Exercise requirements:
**a.** Answer these from the Webtrends tables passage, one line each, marked (i), (ii), (iii):
(i) How many tables does every report in Webtrends have associated with it?
(ii) Rather than mining raw click-by-click data, what does Webtrends do in the analysis tables?
(iii) Where is the maximum row count of both tables configured?
**b.** Please reproduce the Webtrends tables passage word for word from "Key: neither of" to "wrinkle to learn.)".
**c.** Translate this sentence from the Webtrends tables passage into Spanish: "Both have their maximum row count configured in the admin console."

───── Passage shown ─────

What I found, though, was that it took a couple of conversations and a couple of whiteboard rounds to really explain to my colleague what was going on under the hood that was causing the issue in a way that he could really understand. That’s not a knock against him. Rather, it’s one of those things that makes perfect sense…once it makes sense. It’s like reading an analog clock or riding a bicycle (or, presumably, riding a RipStik…I wouldn’t know!). So, I decided I’d take a crack at laying out a simplistic example in semi-graphical form as a supplement to the post above.
The Webtrends Report-Table Paradigm
First, it’s important to understand that every report in Webtrends has two tables associated with it:
- Report Table — this is the table of data that gets displayed when you view a report
- Analysis Table — the analysis table is identical in structure to the report table, but it has more rows, and it’s where the data really gets stored as it comes into the system
Webtrends aggregates data, meaning that it doesn’t store raw visitor-level, click-by-click data and then try to mine through a massive data volume any time someone runs a simple report. Rather, it simply increments counters in the analysis tables. That makes sense from a performance perspective, but can easily lead to a “hit the limits” issue.
Key: neither of these tables simply expands (adds rows) as needed. Both have their maximum row count configured in the admin console. Those limits can be adjusted…but that comes at a storage and a processing load price.
(Now, actually, there are multiple analysis tables for any single report — copies of the underlying table structure populated with data for a specific day, week, or month…but it’s beyond the scope of this post to go into detail there. Just tuck it away as another wrinkle to learn.)

───── Dataset extract ─────

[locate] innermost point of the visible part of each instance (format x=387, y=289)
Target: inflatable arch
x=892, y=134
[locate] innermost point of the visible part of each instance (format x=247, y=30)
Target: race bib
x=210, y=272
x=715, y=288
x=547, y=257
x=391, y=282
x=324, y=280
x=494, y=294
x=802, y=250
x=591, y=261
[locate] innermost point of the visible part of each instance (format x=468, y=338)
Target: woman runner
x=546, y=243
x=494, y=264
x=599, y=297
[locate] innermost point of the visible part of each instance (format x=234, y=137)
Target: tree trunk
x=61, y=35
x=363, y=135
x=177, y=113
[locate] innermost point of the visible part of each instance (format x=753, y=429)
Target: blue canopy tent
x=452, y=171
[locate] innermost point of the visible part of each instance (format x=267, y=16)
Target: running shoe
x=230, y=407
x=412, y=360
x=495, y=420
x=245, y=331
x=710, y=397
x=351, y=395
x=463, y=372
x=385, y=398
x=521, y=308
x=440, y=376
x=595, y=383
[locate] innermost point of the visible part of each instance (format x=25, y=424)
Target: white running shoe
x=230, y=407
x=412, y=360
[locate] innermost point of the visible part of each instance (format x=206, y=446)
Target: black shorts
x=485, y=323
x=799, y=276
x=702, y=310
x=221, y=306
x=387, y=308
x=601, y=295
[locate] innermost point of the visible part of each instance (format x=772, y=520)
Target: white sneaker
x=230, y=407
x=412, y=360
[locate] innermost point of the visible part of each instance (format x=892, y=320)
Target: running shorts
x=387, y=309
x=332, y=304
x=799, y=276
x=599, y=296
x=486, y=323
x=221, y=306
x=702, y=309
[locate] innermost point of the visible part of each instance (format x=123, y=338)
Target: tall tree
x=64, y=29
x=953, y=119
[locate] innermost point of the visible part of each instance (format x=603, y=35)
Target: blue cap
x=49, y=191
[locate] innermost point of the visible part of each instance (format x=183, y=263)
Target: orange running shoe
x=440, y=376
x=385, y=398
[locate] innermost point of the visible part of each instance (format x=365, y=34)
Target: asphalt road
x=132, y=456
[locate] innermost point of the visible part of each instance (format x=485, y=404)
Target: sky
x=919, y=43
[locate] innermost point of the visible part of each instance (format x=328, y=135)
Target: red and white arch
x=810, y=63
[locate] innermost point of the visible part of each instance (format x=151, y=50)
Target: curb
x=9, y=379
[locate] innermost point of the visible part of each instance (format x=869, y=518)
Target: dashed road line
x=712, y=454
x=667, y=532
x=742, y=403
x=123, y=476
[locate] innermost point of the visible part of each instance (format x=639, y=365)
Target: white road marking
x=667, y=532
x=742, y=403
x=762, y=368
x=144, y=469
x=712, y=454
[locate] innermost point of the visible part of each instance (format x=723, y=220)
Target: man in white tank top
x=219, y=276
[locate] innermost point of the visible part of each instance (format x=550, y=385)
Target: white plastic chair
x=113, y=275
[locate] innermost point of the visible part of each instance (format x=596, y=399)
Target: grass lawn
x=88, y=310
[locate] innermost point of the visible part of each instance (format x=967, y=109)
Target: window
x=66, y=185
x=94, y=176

─────

Solutions to each task:
**a.**
(i) Two.
(ii) It increments counters.
(iii) In the admin console.

**b.**
Key: neither of these tables simply expands (adds rows) as needed. Both have their maximum row count configured in the admin console. Those limits can be adjusted…but that comes at a storage and a processing load price.
(Now, actually, there are multiple analysis tables for any single report — copies of the underlying table structure populated with data for a specific day, week, or month…but it’s beyond the scope of this post to go into detail there. Just tuck it away as another wrinkle to learn.)

**c.** Ambas tienen su número máximo de filas configurado en la consola de administración.